### Tekstblok

Een jaar later, in 1560, wordt er een boekdrukkerij op de Grote Markt geopend door Jan van Zuren en Dirck Volckertszoon Coornhert. In een voorwoord van Coornhert zijn eerste druk geeft hij aan: via een betrouwbare bron heb ik vernomen dat de boekdrukkunst is uitgevonden in Haarlem.

Keulse kronieken

Keulse Kroniek (1499)

Het verhaal

Rond diezelfde periode werd er in Duitsland gemeld dat Johannes Gutenberg uit Mainz de boekdrukkunst zou hebben uitgevonden. Hoe kwam Coornhert dan aan zijn bewering dat de boekdrukkunst een Haarlemse uitvinding was? Door zijn vriend en geschiedschrijver, Hadrianus Junius, werd zijn bewering gestaafd. En Junius had een bron!’ Deze bron zou de oude boekbinder zijn geweest die nog in dienst was geweest bij Coster. Het volgende verhaal werd gevormd: ‘Coster had een knecht en die knecht heette Faust. Hij zou het idee van de boekdrukkunst van Coster hebben gestolen en mee hebben genomen naar Mainz. En zo konden ze in Mainz verder borduren op de boekdrukkunst. Maar de oorsprong lag écht in Haarlem.’ Door dit verhaal kunnen we een eerste 'Costergroep' onderscheiden in de 16e eeuw. Dit kwam mooi uit, want het stadsbestuur wilde Haarlem meer allure geven. En wat heb je dan nodig? Een mooi verhaal of een BN’er natuurlijk. Het begin van de legende was gestart.

Diverse aanhangers

Door de jaren heen ontstonden er meerdere aanhangers, die vaak door middel van Coster de stad Haarlem weer op de kaart wilden zetten. In de 17e eeuw zorgden onder andere Samuel Ampzing en Petrus Scriverius ervoor dat Coster weer om de hoek kwam kijken. Een Haarlemse held! En natuurlijk was deze legende waar, er was immers een stamboomonderzoek én een bron: de oude boekbinder. De Haarlemse boekdrukker Adriaan Rooman kon zich daar in 1630 ook in vinden. Maar hij ging nog een stap verder, want hoe zag deze man er dan uit? Er verschenen meerdere afbeeldingen van Coster in de boeken van Adriaan Rooman. Echt onderzoek naar de bewijzen werd er niet gedaan. En als het bewijs er niet was, dan werd het wel gemaakt.

### Gegevens
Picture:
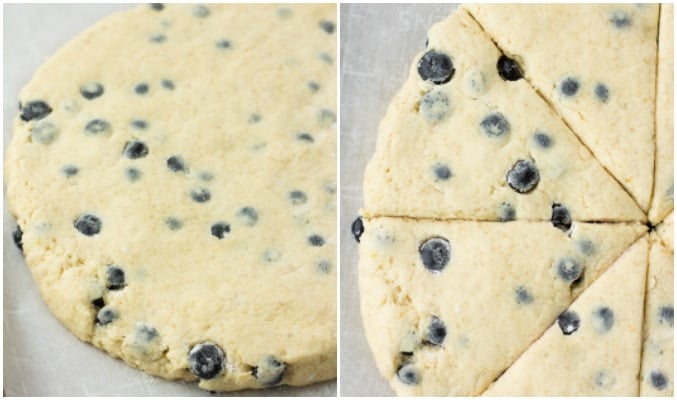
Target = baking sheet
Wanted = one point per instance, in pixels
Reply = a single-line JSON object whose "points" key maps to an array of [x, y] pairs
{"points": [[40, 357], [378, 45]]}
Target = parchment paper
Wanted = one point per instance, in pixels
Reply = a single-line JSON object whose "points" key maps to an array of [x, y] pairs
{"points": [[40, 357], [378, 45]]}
* * *
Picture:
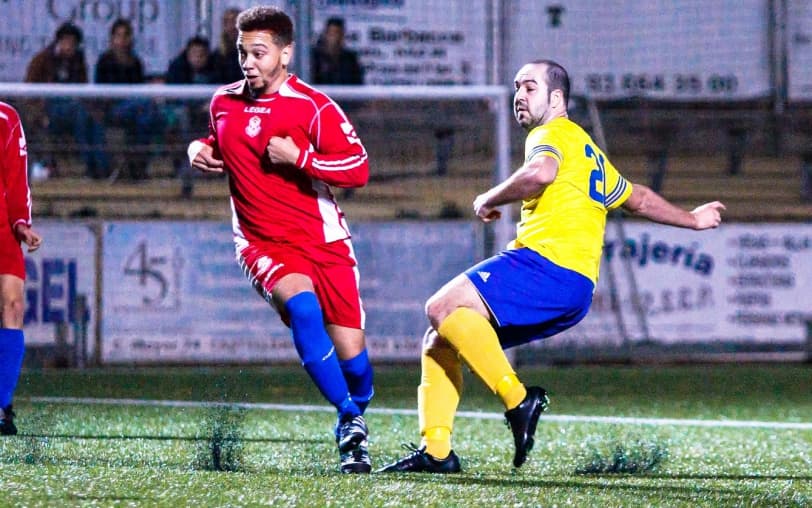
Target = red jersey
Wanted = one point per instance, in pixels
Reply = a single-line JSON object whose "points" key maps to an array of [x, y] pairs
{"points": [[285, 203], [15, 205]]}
* * *
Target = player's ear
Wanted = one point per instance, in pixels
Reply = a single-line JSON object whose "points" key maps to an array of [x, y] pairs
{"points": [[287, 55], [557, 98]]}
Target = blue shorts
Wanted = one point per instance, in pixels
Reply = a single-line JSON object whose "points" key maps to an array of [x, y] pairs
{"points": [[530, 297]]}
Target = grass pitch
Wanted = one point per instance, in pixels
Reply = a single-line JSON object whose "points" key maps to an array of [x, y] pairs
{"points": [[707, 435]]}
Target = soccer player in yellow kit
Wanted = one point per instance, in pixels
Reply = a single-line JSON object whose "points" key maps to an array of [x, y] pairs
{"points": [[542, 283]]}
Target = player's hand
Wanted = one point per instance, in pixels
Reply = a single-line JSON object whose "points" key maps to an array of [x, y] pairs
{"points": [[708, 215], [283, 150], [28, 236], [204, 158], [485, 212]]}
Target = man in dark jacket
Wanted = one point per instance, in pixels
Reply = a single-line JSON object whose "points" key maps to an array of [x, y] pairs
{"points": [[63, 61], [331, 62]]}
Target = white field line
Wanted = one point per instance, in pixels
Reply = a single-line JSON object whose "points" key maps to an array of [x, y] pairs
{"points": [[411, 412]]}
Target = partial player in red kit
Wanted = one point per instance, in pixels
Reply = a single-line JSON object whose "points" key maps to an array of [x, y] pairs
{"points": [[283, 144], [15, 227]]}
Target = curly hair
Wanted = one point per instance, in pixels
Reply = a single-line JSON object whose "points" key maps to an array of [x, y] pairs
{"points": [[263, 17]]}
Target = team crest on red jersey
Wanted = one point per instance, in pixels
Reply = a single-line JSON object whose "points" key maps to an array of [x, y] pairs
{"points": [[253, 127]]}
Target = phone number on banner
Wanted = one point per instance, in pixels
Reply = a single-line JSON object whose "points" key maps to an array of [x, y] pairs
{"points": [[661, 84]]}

### Opdracht A
Beantwoord aan de hand van de tekst over Coster en de boekdrukkunst:
(i) In welk jaar werd de boekdrukkerij op de Grote Markt geopend?
(ii) Wie was volgens de tekst de bron van Hadrianus Junius?
(iii) Welke twee personen worden genoemd voor de 17e eeuw?
### Opdracht B
Geef het stuk uit de tekst over Coster woordelijk weer. Begin bij de woorden "Een jaar later, in" en stop na "uitgevonden in Haarlem.".

### Antwoord A
(i) In 1560.
(ii) De oude boekbinder die nog in dienst was geweest bij Coster.
(iii) Samuel Ampzing en Petrus Scriverius.

### Antwoord B
Een jaar later, in 1560, wordt er een boekdrukkerij op de Grote Markt geopend door Jan van Zuren en Dirck Volckertszoon Coornhert. In een voorwoord van Coornhert zijn eerste druk geeft hij aan: via een betrouwbare bron heb ik vernomen dat de boekdrukkunst is uitgevonden in Haarlem.